EXCERPT:
☆ ☆ ☆ ☆ ☆

Grand Canal of China

Monday, 18 October 2021 - 11:00 am (CET/MEZ) Berlin | Author/Destination:
Category/Kategorie: General, UNESCO World Heritage
Reading Time:  5 minutes

Grand Canal tour boats in Suzhou © Peter K Burian/cc-by-sa-4.0

Grand Canal tour boats in Suzhou © Peter K Burian/cc-by-sa-4.0

The Grand Canal, known to the Chinese as the Jing–Hang Grand Canal (Capital–Hangzhou Grand Canal, or more commonly, as the Grand Canal), a UNESCO World Heritage Site, is the longest canal or artificial river in the world. Starting in Beijing, it passes through Tianjin and the provinces of Hebei, Shandong, Jiangsu, and Zhejiang to the city of Hangzhou, linking the Yellow River and Yangtze River. The oldest parts of the canal date back to the 5th century BC, but the various sections were first connected during the Sui dynasty (581–618 AD). Dynasties in 1271–1633 significantly restored and rebuilt the canal and altered its route to supply their capital.

☆ ☆ ☆ ☆ ☆

STATED EXERCISE 1:
Answer these questions from the Grand Canal article, each on its own line:
(a) In which city were the tour boats in the photo caption pictured?
(b) To what century do the oldest parts of the canal date?
(c) Which two rivers does the canal link?
STATED EXERCISE 2:
Recast the Grand Canal article's paragraph beginning "The Grand Canal, known to the Chinese" as a bulleted list that keeps its main facts.
STATED EXERCISE 3:
Write the next paragraph of the Grand Canal article, beginning after its final sentence.

ROWS:
☆ ☆ ☆ ☆ ☆

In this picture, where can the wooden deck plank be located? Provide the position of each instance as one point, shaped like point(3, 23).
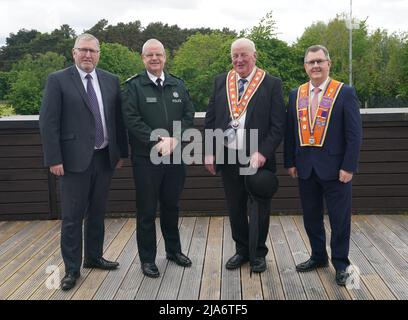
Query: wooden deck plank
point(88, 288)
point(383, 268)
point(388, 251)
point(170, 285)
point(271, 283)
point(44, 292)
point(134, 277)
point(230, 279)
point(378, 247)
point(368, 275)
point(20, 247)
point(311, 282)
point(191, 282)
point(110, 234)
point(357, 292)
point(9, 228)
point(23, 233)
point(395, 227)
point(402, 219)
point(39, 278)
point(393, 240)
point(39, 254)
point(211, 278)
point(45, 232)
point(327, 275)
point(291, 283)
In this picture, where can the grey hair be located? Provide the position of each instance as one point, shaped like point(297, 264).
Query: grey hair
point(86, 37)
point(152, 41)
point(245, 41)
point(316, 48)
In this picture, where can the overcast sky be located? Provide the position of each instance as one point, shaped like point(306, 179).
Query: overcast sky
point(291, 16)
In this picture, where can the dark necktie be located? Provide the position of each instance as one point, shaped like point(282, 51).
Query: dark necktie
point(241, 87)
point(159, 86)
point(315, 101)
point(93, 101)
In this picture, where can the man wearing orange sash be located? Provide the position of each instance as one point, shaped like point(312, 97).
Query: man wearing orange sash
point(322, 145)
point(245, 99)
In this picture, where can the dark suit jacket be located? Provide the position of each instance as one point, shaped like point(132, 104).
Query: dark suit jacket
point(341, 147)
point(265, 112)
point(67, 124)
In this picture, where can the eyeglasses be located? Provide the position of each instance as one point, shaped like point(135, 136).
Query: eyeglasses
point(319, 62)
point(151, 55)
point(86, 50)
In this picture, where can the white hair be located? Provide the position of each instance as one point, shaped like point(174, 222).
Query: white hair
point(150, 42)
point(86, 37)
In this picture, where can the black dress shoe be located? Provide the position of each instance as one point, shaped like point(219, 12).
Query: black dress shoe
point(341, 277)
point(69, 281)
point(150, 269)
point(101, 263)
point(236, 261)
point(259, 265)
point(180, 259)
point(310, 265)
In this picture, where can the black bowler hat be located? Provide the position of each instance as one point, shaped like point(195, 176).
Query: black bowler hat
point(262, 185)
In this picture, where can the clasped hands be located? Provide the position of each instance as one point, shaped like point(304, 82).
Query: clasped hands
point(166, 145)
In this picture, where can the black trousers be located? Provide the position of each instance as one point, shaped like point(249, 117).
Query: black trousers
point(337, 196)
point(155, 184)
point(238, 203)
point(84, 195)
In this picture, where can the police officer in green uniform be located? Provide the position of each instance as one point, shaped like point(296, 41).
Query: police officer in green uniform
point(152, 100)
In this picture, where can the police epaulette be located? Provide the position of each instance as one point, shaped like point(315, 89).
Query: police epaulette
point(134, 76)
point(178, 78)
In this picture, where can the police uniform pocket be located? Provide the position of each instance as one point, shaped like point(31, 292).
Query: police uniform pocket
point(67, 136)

☆ ☆ ☆ ☆ ☆

TASK RESPONSE 1:
(a) Suzhou
(b) The 5th century BC
(c) The Yellow River and the Yangtze River

TASK RESPONSE 2:
- Known to the Chinese as the Jing–Hang Grand Canal (Capital–Hangzhou Grand Canal), or more commonly as the Grand Canal
- A UNESCO World Heritage Site and the longest canal or artificial river in the world
- Runs from Beijing through Tianjin and the provinces of Hebei, Shandong, Jiangsu, and Zhejiang to Hangzhou
- Links the Yellow River and the Yangtze River
- Oldest parts date back to the 5th century BC
- Sections first connected during the Sui dynasty (581–618 AD)
- Dynasties in 1271–1633 significantly restored and rebuilt it and altered its route to supply their capital

TASK RESPONSE 3:
The total length of the Grand Canal is 1,776 km (1,104 mi). Its greatest height is reached in the mountains of Shandong, at a summit of 42 m (138 ft). Ships in Chinese canals did not have trouble reaching higher elevations after the pound lock was invented in the 10th century, during the Song dynasty (960–1279), by the government official and engineer Qiao Weiyue. The canal has been admired by many throughout history including Japanese monk Ennin (794–864), Persian historian Rashid al-Din (1247–1318), Korean official Choe Bu (1454–1504), and Italian missionary Matteo Ricci (1552–1610).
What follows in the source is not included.